CONSIGNE | Indiquez combien de lignes des entrées ci-dessous contiennent le mot « forest », en ne donnant que ce nombre.

Quelques entrées:
··········

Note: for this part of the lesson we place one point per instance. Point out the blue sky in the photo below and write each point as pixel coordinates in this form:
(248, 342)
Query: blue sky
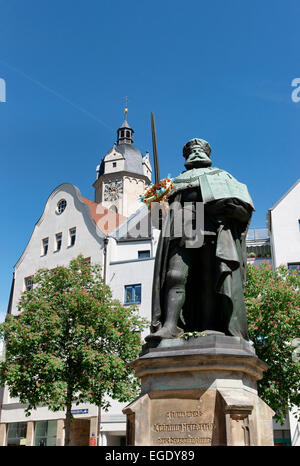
(219, 70)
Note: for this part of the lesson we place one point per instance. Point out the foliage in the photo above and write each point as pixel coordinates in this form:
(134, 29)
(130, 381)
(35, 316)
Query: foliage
(71, 342)
(273, 304)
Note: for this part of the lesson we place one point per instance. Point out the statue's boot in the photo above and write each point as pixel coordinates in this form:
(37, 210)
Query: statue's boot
(165, 332)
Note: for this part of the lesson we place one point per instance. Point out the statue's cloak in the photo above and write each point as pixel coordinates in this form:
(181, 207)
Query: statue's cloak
(230, 255)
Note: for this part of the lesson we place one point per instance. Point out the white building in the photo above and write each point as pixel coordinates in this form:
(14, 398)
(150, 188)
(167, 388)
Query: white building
(284, 228)
(106, 232)
(283, 221)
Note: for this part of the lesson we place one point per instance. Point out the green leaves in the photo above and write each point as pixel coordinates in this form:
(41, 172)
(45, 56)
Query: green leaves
(70, 340)
(273, 304)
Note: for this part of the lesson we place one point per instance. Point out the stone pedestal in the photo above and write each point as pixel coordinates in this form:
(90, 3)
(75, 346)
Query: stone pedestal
(199, 392)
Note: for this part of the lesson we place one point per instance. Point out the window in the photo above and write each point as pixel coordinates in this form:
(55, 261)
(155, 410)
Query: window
(143, 254)
(133, 294)
(28, 283)
(16, 432)
(282, 438)
(45, 433)
(45, 243)
(61, 205)
(72, 233)
(86, 261)
(58, 239)
(294, 266)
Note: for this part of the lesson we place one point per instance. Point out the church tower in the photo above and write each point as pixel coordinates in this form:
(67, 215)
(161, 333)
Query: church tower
(124, 174)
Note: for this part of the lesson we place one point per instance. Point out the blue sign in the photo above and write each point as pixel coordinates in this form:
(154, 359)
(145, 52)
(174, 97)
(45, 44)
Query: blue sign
(79, 411)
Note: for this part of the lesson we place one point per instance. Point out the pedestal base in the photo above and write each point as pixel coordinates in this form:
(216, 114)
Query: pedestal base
(199, 392)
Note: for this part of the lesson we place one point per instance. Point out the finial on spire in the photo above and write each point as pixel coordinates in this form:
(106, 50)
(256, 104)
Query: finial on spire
(126, 109)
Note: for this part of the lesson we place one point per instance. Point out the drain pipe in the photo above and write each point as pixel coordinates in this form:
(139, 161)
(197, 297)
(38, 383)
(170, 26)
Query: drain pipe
(104, 279)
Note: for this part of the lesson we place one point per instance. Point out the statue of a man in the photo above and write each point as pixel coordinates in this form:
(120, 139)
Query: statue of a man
(198, 289)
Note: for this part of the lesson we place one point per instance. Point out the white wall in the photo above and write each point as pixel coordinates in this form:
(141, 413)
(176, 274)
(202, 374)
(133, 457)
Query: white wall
(285, 234)
(89, 241)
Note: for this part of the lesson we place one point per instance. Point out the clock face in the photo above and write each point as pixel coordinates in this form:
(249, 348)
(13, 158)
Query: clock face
(113, 190)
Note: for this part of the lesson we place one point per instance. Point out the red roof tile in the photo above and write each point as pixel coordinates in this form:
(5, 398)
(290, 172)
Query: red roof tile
(106, 219)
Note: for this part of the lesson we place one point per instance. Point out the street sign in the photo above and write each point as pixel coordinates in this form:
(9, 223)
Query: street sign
(79, 411)
(93, 442)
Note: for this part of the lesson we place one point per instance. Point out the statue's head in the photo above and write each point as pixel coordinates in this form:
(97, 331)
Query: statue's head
(196, 152)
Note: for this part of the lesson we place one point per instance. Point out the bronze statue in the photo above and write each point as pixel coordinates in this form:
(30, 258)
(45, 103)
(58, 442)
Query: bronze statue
(198, 289)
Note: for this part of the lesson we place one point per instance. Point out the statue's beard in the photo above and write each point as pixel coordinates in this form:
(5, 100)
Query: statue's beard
(196, 161)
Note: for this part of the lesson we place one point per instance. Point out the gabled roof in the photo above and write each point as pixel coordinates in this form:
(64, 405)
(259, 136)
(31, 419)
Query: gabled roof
(106, 219)
(286, 194)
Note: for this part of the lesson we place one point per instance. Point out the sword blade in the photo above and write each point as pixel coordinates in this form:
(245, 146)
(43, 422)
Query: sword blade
(155, 155)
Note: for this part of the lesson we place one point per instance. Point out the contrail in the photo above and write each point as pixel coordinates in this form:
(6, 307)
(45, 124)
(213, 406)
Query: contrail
(57, 94)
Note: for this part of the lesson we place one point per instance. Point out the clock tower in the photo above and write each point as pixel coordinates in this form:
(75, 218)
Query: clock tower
(123, 174)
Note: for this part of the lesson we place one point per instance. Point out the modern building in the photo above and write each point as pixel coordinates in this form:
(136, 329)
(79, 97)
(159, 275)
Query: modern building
(279, 244)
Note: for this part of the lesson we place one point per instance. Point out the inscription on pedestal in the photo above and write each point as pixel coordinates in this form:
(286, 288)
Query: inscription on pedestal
(192, 426)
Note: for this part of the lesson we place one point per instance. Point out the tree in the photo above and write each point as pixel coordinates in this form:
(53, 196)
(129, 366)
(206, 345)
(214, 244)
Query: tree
(71, 342)
(273, 305)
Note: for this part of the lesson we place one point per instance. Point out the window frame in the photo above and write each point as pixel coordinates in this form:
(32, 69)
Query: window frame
(45, 246)
(57, 242)
(71, 236)
(26, 280)
(144, 251)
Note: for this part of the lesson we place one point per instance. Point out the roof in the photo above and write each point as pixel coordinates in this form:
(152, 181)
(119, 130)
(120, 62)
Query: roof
(126, 125)
(276, 204)
(106, 219)
(133, 158)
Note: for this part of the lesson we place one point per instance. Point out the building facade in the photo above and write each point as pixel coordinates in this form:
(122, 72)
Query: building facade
(108, 232)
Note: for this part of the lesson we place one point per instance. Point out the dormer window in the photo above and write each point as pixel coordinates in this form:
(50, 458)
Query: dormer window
(58, 240)
(45, 243)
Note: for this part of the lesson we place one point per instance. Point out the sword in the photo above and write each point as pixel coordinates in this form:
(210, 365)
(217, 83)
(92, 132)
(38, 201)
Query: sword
(155, 156)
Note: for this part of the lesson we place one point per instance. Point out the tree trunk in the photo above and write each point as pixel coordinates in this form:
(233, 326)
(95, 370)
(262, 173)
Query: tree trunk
(68, 423)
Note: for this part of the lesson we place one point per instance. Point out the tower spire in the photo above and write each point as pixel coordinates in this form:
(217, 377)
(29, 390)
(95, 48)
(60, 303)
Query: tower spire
(126, 108)
(125, 132)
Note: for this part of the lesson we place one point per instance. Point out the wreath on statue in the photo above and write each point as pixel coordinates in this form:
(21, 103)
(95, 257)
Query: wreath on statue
(157, 192)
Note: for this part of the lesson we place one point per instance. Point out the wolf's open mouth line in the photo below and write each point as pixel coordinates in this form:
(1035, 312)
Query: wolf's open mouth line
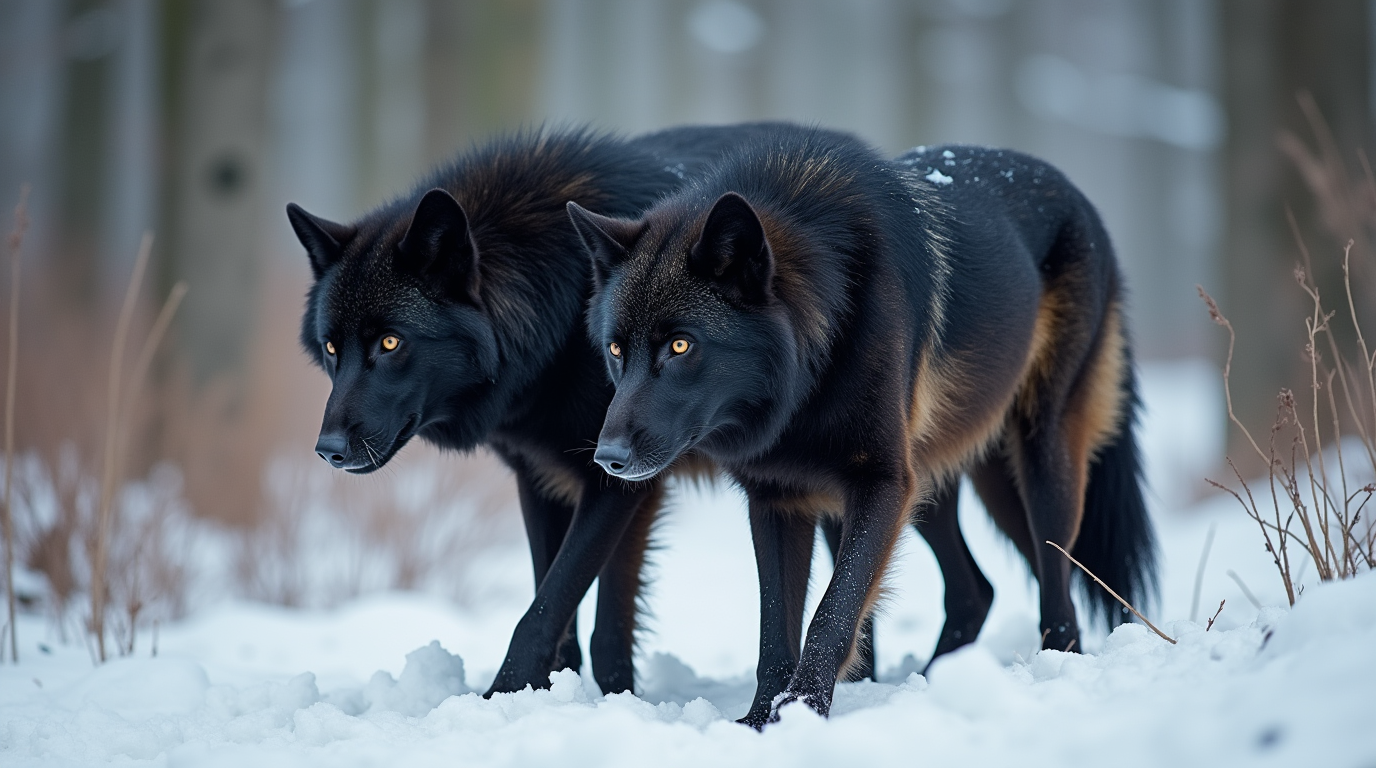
(402, 438)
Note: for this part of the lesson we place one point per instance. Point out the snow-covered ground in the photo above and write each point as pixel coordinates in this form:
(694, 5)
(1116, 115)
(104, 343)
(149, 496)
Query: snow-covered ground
(388, 679)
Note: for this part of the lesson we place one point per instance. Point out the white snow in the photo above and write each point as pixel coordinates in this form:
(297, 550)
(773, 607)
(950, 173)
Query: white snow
(937, 178)
(390, 679)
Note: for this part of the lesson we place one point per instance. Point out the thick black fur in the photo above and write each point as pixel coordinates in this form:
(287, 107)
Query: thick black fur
(482, 282)
(844, 332)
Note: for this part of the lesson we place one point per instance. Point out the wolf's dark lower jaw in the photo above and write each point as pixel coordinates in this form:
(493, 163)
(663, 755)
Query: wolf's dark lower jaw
(402, 438)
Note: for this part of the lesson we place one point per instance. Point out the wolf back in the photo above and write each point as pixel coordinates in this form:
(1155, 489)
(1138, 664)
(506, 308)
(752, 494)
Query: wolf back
(453, 314)
(846, 333)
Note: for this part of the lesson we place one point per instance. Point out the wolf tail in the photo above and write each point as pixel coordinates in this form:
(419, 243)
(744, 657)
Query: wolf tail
(1116, 541)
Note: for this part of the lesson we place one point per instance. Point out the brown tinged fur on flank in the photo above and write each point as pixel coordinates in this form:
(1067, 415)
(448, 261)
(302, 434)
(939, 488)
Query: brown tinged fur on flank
(862, 333)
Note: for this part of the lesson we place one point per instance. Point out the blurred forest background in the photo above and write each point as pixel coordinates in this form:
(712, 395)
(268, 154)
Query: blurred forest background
(1195, 125)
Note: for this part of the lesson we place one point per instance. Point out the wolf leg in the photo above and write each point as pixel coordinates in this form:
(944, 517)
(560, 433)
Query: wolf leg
(593, 533)
(783, 541)
(968, 593)
(1053, 490)
(546, 522)
(618, 592)
(877, 508)
(863, 665)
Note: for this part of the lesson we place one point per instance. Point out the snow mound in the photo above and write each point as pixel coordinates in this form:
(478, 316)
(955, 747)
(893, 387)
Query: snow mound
(1291, 687)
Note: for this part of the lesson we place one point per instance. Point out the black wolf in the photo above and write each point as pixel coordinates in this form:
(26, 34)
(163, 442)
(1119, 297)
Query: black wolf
(454, 314)
(841, 332)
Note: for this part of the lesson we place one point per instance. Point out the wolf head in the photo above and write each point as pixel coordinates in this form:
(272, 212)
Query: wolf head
(694, 335)
(396, 320)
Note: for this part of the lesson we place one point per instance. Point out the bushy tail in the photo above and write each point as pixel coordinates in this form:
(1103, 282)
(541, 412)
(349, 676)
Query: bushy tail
(1116, 541)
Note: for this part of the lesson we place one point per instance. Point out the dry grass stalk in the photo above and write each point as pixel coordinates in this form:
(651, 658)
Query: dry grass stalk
(21, 223)
(1303, 489)
(99, 578)
(1116, 596)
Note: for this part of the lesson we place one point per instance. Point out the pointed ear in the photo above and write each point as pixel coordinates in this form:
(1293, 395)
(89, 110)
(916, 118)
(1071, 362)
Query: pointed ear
(324, 240)
(439, 248)
(607, 240)
(734, 252)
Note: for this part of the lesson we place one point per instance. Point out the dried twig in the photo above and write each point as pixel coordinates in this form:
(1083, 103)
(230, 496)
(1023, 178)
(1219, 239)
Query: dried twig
(1116, 596)
(21, 223)
(1210, 625)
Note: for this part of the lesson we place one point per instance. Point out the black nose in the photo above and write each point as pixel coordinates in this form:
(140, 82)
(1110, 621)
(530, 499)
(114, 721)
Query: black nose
(613, 456)
(333, 448)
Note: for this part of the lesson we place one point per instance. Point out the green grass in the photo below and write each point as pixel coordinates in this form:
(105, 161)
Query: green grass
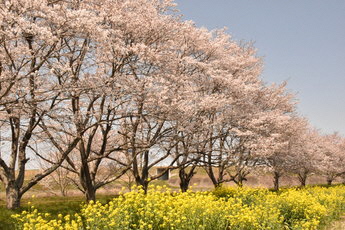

··········

CORRIGÉ | 2